┏━━
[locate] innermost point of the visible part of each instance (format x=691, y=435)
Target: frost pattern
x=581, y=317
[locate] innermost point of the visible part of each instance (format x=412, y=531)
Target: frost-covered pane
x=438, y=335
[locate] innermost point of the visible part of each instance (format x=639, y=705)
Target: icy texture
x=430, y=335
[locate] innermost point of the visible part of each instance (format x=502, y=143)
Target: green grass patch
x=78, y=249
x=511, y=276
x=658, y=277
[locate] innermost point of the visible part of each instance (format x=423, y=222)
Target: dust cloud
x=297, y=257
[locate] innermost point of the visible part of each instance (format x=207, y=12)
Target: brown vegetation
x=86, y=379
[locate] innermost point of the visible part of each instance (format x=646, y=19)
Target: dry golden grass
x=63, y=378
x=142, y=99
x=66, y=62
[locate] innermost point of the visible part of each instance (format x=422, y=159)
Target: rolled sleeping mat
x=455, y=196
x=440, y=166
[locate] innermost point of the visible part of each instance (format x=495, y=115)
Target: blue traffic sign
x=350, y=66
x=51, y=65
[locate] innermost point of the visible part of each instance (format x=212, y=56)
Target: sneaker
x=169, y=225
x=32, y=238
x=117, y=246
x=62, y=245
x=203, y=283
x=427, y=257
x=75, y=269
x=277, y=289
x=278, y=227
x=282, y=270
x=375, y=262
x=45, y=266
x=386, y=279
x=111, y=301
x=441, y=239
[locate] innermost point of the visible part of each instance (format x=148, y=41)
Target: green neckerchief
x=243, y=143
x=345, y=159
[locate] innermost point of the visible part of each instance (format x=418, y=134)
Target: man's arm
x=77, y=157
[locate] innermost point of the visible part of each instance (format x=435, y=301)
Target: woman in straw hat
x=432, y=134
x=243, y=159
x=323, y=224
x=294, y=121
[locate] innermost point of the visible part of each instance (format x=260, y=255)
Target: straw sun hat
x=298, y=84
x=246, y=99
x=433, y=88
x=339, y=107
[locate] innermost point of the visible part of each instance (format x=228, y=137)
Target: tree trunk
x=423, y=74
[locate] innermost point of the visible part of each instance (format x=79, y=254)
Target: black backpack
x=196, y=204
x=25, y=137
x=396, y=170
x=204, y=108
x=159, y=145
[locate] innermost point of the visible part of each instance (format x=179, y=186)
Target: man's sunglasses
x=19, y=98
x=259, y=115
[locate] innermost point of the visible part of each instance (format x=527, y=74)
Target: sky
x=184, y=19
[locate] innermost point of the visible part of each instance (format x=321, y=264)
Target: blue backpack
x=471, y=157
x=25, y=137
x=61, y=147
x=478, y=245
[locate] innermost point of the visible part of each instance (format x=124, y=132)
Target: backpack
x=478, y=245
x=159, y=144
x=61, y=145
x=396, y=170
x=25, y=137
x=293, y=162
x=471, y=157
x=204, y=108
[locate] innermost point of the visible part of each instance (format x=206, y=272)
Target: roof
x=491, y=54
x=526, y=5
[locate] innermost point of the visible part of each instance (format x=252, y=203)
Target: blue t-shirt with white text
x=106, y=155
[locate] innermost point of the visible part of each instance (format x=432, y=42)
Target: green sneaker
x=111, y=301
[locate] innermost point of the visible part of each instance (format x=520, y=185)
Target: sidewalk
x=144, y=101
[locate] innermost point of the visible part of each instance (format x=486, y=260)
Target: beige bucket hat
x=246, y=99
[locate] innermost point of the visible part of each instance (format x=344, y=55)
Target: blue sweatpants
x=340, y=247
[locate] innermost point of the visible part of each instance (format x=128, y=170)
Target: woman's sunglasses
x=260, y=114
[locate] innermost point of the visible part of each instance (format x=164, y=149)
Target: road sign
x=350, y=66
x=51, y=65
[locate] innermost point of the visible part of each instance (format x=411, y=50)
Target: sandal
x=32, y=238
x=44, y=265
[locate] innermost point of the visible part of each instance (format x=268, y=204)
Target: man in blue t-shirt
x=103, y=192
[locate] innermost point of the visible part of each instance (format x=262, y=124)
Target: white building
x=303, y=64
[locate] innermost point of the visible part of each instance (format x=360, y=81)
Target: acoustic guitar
┗━━
• _Requirements_: Rewrite the lines above as a numbered list, starting at the line that contains "(format x=79, y=254)" and ending at the line that contains "x=184, y=19". Include only those lines and leave out any blank ones.

• _Completed exercise_:
1. [locate] innermost point of the visible part of each instance (format x=79, y=254)
2. Target: black backpack
3. x=196, y=204
4. x=25, y=137
5. x=396, y=170
6. x=204, y=108
7. x=159, y=145
8. [locate] innermost point of the visible part of each instance (format x=179, y=186)
9. Target: man's sunglasses
10. x=19, y=98
11. x=259, y=115
12. [locate] innermost point of the visible part of each instance (format x=527, y=74)
13. Target: sky
14. x=184, y=19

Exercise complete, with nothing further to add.